### TEXT PASSAGE
We started our Yunnan Province vacation on a sunny day starting from Hong Kong. Two plane rides, three airports, and some $12 airport coffee later, we finally arrive at Lijiang just in time for an amber sunset.
After being greeted by Rock, our cheery tour guide whose English name refers to his family name not his musical preferences, we drove through curvy, dusty hillside roads under construction toward our destination—the Old Town section of Lijiang. Forty minutes later, we turned into our hotel and were told that it’s directly adjacent to the Old Town (not that we could tell in the surrounding darkness).
Relaxing would have to wait. We dropped our bags, and Rock guided us through the maze of winding car-less alleys only slightly illuminated from the entranceways of homes and businesses or the occasional bluish street lamp. We navigated the zig-zag course of trenches, fast walking locals, and missing paving stones, wondering if we would be able to find our way back.
Trundling along behind M and trying to listen to Rock explaining the history of the town (not so easy when he was five feet ahead and we’re walking single-file on planks over an open pit), my biggest dilemma was WHAT’S FOR DINNER? We’d been surviving on plane and airport semi-food all day. Within a several minutes, we emerged from a narrow pathway onto a bright and busy main street. Though much wider than the side alleys, it was packed with Chinese tourists and locals—and sensory overload from the swirl of the chatty crowds and the small shops selling hand-woven fabrics, yak jerky, silver jewelry, coffee & tea, leather goods, traditional instruments, cheap souvenirs,, CDs, and more.

### THINGS TO DO
• a. According to the Lijiang travel account, what does the tour guide's English name, Rock, refer to?
• b. Continue the Lijiang travel account from its last sentence.

### EXCERPTED DATA
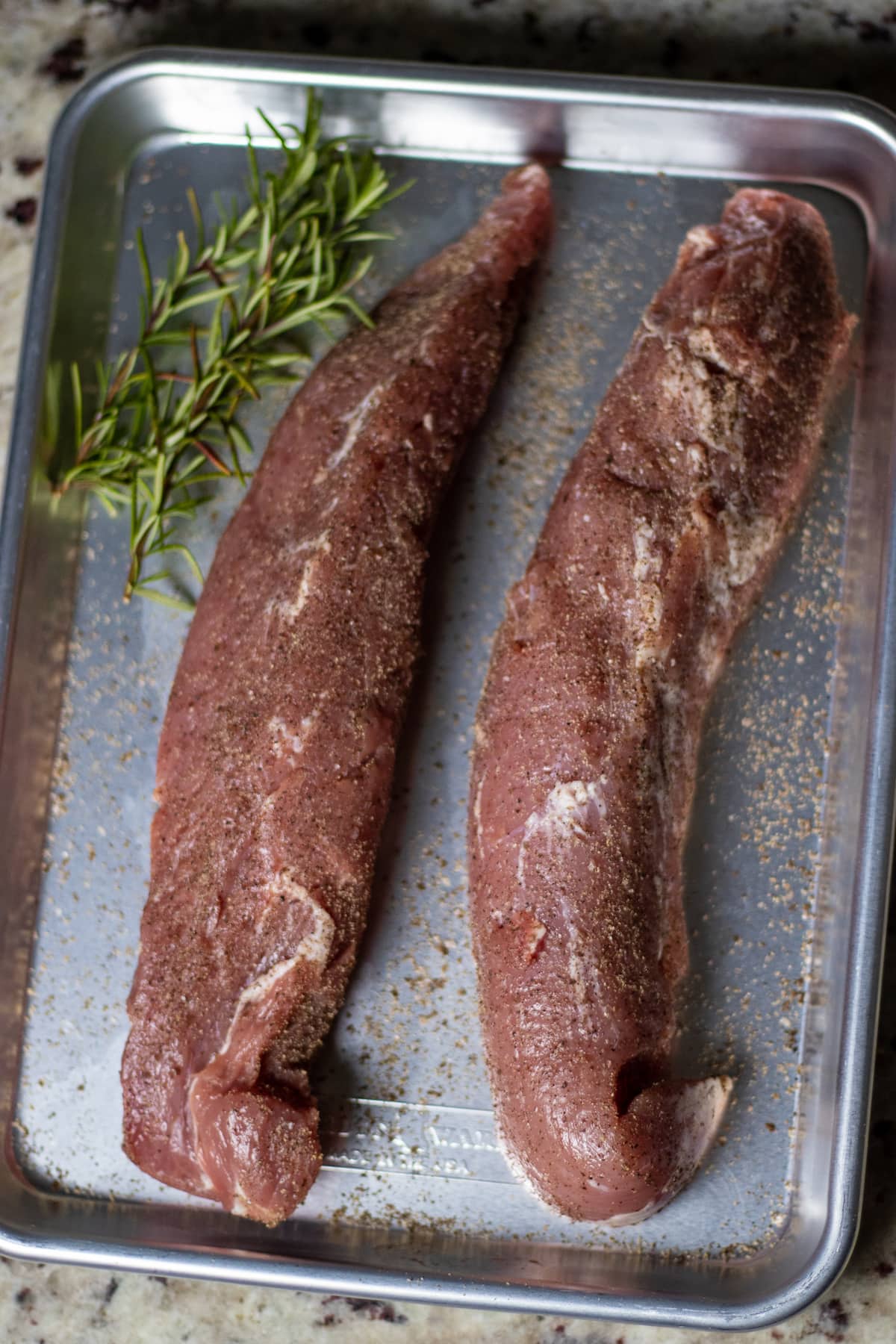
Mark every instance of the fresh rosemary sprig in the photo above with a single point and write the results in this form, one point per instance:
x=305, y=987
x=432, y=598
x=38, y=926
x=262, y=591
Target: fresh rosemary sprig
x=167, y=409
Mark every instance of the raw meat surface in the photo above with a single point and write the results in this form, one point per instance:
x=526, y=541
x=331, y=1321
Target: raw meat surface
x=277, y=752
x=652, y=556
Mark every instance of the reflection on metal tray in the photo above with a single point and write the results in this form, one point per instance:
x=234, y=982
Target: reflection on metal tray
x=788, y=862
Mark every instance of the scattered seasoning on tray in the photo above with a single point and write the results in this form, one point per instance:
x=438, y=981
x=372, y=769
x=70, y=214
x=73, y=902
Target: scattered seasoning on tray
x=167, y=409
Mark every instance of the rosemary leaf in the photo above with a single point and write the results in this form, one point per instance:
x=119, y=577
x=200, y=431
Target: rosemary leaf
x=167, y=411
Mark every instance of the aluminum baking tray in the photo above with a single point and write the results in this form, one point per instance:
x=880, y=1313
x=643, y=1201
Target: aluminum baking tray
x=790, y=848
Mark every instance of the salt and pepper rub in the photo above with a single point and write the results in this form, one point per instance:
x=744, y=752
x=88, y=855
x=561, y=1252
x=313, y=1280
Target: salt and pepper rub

### ANSWERS BY ITEM
• a. His family name, not his musical preferences.

• b.
At that moment, I wanted to be Moses and part this Red Sea, but alas, we had to go local. Patiently nudging our way toward the main square, aptly named, Square Market, M asked Rock for restaurant recommendations (God, I love this man for sensing my dire need). Since I couldn’t hear much of their conversation, I soaked in the scene and found myself sniffing the air . . . and there it was, the smell of skewer food.
Street cuisine in Lijiang was definitely about visual stimulation as much as taste—and it hinted at the extraordinary local sites and scenery to come. I’ll post more on Lijiang’s food, famous places, and culture, and I’ll do the same for Dali and Kunming.